It's still not entirely clear to me.

10:20 a.m.

The Joint Chair Hon. Yonah Martin

Would you mind being brief in your response? There is less than a minute remaining.

10:20 a.m.

As an Individual

Mike Schouten

Sure. I will just speak about the experience we had, because that's our lived experience.

Friday evening, Markus thought that he was going to go, and he called us all to his bedside and told us that he loved us. Saturday morning, when he was still with us and I said to him, “Markus, should I see if your buddies are able to come to the hospice?”—these friends that you see in the picture right in front of you—his eyes lit up, and he said “If you could, that would be so good.” He had 90 minutes of time with them, and he wouldn't have had that time if the decision for medical assistance in dying had happened.

He had that time because everyone around him, from his parents to his health care providers, valued his dignity, valued his life and did everything they could to ensure that he lived well even though he was dying, even though, over the course of two months, he drowned to death as his lungs filled with tumours.

There is not a much more terrible way you can go, but in our country—and our experience is proof of that—we can care for each other and give each other that dignity so that the request for MAID doesn't have to be there.

10:20 a.m.

The Joint Chair Hon. Yonah Martin

Next we'll go to—

10:20 a.m.

Liberal

René Arseneault Liberal Madawaska—Restigouche, NB

I'd like to thank the witnesses.

10:20 a.m.

The Joint Chair Hon. Yonah Martin

Thank you.

Mr. Thériault, you have five minutes at this time.

10:20 a.m.

Bloc

Luc Thériault Bloc Montcalm, QC

First, Mr. and Mrs. Schouten, I'd like to express my sincere condolences. I was deeply moved by your testimony.

----------

(WHAT NEEDS TO BE DONE): Continue the committee hearing transcript on medical assistance in dying above, starting after its final line.

----------

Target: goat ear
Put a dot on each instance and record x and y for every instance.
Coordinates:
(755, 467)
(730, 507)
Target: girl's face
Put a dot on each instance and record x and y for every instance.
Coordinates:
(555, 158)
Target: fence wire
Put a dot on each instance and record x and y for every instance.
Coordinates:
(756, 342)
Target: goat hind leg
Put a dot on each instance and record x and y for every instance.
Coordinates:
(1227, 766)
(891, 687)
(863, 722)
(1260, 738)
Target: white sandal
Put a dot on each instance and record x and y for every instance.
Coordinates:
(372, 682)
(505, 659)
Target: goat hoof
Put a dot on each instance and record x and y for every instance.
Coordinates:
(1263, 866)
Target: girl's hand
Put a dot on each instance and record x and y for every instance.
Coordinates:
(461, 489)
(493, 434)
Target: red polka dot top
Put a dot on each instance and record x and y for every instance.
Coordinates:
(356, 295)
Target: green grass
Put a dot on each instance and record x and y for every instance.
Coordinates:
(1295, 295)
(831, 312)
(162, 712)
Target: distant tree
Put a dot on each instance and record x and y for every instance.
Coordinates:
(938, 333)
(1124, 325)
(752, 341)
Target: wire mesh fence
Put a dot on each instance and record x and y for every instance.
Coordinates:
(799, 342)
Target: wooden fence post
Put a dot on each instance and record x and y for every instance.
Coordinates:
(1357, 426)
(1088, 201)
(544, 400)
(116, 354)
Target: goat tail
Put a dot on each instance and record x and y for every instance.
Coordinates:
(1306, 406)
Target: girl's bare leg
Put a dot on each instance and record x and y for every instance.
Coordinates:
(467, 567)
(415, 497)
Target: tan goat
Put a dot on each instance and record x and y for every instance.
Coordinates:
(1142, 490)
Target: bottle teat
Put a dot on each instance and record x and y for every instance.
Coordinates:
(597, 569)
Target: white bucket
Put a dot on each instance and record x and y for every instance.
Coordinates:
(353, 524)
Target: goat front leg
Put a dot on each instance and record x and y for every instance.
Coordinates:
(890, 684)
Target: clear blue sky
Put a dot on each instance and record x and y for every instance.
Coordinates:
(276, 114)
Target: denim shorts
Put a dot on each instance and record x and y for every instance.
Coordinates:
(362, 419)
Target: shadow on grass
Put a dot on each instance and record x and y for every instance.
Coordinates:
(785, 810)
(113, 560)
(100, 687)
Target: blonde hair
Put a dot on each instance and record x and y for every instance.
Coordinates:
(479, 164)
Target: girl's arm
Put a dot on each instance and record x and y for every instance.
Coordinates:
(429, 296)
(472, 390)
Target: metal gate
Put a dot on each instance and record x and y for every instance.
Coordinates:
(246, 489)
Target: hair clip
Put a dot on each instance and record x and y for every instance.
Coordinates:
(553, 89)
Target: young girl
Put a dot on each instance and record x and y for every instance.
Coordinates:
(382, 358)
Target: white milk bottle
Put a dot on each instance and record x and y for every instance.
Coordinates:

----------

(RESPONSE):
I understand that you are probably still grieving, and hope that what you are experiencing now will ease your pain and help you through the mourning process.

There is a woman who, like you, testified before the committee recently. My colleague Mr. Cooper spoke about it. This was Ms. Caroline Marcoux, the mother of Charles Gignac. Her son was 17 years and nine months old when he died. He too had aggressive bone cancer. Two years to the day after the diagnosis, he died under palliative sedation in palliative care. He had fought the disease—he was tough—in all its phases, but never had any respite or remission and kept losing the battle.

In his memory, his mother decided to come and testify to tell us that free choice was important. For Charles, medical assistance in dying would have been his way of winning the war with the disease by preventing it from deciding when he was going to die. He wanted to choose the time to die peacefully, surrounded by his loved ones.

Before hearing your testimony, when I looked at the photographs of your son surrounded by his loved ones, I thought we might be about to hear something completely different from you. It's true that medical assistance in dying can also occur in a palliative care setting.

Mr. Liu's presentation got me thinking. I understand now that young people are just like adults, in that some are in favour of medical assistance in dying and others are against it. Isn't the role of the state precisely to guarantee the conditions needed to exercise free choice in such a personal human decision as one's own death and how it is to be experienced?

10:25 a.m.

As an Individual

Mike Schouten

As I said earlier, I think perspective is everything. Two weeks before Markus passed away, someone gifted us with funds to use an Airbnb on Vancouver Island. We almost didn't make it because, on the way, we had to stop at BC Children's Hospital to empty Markus' lungs of two litres of liquid. That's how sick he was. However, because that precious time had been given to us, he wanted to use it. He recognized, as I said in my testimony, that when you unnaturally interrupt life through medical assistance in dying, you miss out on beautiful experiences that you can have.

It's one thing to ask healthy, able-bodied minors in our country “If you receive this diagnosis and life looked this terrible, would you want medical assistance in dying?” They say, “Yes, I think so.” It's an entirely other thing to actually experience it yourself or with your child and have available the palliative and hospice resources to care for that illness.